Instructions:
1/ Answer these questions using the tiktag documentation page:
(a) Which model does the built-in pipeline use for person, org, and location entities?
(b) What three things does Tiktag::new load?
(c) What does the function validate_model_bundle check?
2/ Copy the tiktag documentation page word for word from "use tiktag::Tiktag;" to "sole safety boundary.".

Skip to main content

Crate tiktag

Crate tiktag 

Source
Expand description

Text anonymization library backed by a built-in multilingual NER model.

tiktag loads one bundled profile and exposes a small library surface: construct Tiktag once, then call Tiktag::anonymize for each input. The built-in pipeline uses the Xenova distilbert-base-multilingual-cased-ner-hrl model for person, org, and location entities, then applies additive regex recognizers such as email.

§Example

use std::path::Path;

use tiktag::Tiktag;

let mut tiktag = Tiktag::new(Path::new("models/profiles.toml"))?;
let out = tiktag.anonymize("Maria Garcia from OpenAI visited Berlin.")?;
println!("{}", out.anonymization.anonymized_text);

§Notes

  • Tiktag::new is the expensive step: it loads the profile, tokenizer, and ONNX runtime session.
  • Tiktag::anonymize takes &mut self and reuses that loaded runtime.
  • Placeholder numbering is stable within one call only.
  • Model-based anonymization can miss entities; treat tiktag as an assistive control, not a sole safety boundary.

Structs§

AnonymizationResult
Complete anonymization payload for one input document.
Profiles
Parsed built-in profile configuration before resolution.
Replacement
One accepted replacement span in the original text.
ResolvedProfile
The built-in model config after validation and path resolution.
Tiktag
Reusable anonymizer instance backed by one loaded profile and ONNX session.
TiktagOutput
Result of one Tiktag::anonymize call.

Enums§

PlaceholderFamily
Placeholder family written into anonymized output.
TiktagError
Public error type for the tiktag library surface.

Constants§

BUILTIN_PROFILE_NAME
Logical name of the built-in bundled profile.
REQUIRED_MODEL_FILES
Relative file paths required in a valid model bundle directory.

Functions§

missing_model_files
Returns required bundle files that are missing from model_dir.
validate_model_bundle
Validates that model_dir contains the files required by the built-in bundle layout.

Type Aliases§

TiktagResult
Library-wide Result alias that defaults to TiktagError.

Data extract:
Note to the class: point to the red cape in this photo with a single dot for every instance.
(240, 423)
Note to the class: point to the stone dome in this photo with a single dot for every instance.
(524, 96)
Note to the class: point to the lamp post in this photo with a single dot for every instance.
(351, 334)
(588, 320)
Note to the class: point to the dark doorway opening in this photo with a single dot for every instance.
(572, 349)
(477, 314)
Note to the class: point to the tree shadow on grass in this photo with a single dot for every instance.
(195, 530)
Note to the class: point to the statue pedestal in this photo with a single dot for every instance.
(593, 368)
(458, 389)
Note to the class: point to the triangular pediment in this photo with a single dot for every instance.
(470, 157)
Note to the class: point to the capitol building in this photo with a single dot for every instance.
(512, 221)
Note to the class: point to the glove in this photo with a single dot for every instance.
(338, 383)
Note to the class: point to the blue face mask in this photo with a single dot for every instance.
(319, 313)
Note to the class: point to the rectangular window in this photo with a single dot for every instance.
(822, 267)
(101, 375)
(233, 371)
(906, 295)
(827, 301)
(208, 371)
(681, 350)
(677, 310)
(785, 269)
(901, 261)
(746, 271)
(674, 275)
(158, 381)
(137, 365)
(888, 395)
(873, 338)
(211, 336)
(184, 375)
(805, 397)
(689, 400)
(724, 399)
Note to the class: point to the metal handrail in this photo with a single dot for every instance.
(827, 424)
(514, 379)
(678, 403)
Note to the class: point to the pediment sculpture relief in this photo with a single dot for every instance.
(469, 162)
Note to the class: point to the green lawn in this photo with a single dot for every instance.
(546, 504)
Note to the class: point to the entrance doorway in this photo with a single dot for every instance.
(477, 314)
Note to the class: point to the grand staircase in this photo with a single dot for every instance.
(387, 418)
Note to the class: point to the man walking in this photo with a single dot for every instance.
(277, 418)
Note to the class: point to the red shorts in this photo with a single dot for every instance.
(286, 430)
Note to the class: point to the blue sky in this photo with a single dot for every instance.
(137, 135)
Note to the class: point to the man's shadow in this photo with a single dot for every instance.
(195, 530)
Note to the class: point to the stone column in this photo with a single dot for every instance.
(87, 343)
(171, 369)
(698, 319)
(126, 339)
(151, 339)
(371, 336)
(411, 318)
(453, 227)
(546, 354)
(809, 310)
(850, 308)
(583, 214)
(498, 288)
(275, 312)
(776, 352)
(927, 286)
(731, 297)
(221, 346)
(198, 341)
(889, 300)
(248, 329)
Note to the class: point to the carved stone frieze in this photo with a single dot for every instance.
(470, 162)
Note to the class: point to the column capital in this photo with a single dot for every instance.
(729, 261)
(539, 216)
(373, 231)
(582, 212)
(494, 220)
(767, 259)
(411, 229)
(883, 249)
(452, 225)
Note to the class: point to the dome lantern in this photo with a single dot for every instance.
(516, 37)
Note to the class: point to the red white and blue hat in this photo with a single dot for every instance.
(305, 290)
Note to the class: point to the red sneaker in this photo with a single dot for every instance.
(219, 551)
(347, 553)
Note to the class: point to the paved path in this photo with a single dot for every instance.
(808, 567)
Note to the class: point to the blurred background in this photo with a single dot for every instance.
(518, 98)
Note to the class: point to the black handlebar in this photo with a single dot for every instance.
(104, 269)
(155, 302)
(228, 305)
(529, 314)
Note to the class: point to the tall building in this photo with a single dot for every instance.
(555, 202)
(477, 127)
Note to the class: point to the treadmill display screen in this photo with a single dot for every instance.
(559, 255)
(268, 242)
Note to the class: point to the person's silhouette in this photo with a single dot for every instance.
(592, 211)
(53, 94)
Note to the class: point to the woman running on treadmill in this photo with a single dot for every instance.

Solution set:
1/
(a) The Xenova distilbert-base-multilingual-cased-ner-hrl model.
(b) The profile, the tokenizer, and the ONNX runtime session.
(c) That model_dir contains the files required by the built-in bundle layout.

2/
use tiktag::Tiktag;

let mut tiktag = Tiktag::new(Path::new("models/profiles.toml"))?;
let out = tiktag.anonymize("Maria Garcia from OpenAI visited Berlin.")?;
println!("{}", out.anonymization.anonymized_text);

§Notes

  • Tiktag::new is the expensive step: it loads the profile, tokenizer, and ONNX runtime session.
  • Tiktag::anonymize takes &mut self and reuses that loaded runtime.
  • Placeholder numbering is stable within one call only.
  • Model-based anonymization can miss entities; treat tiktag as an assistive control, not a sole safety boundary.